→ ACTION ITEM
Write the listing out again word for word, skipping each picture.

--------------------------------------------------

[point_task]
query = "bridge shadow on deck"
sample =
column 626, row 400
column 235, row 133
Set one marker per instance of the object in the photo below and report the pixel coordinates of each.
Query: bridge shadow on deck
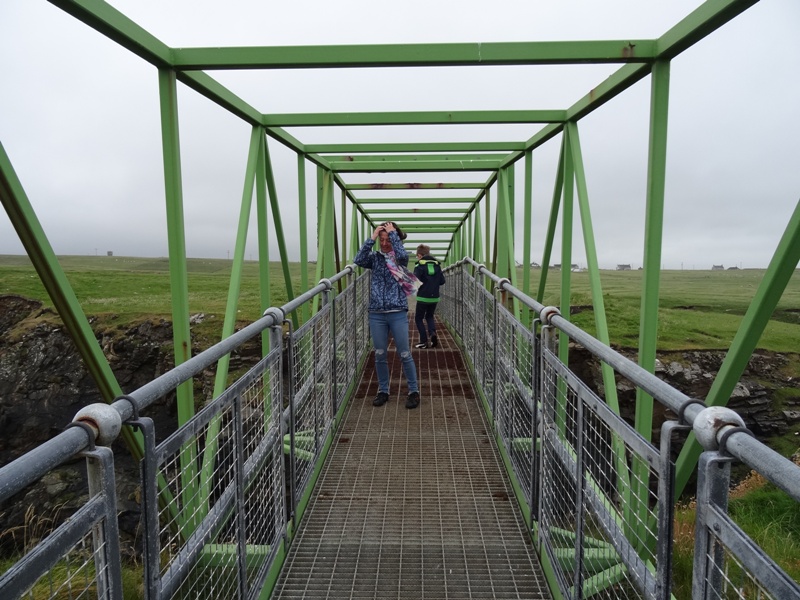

--------------------------------------------------

→ WRITTEN SOLUTION
[point_task]
query = "bridge shadow on deck"
sample =
column 626, row 400
column 235, row 133
Set one marker per instance of the object in the photo below and report the pixel coordinates of each.
Query: bridge shadow on deck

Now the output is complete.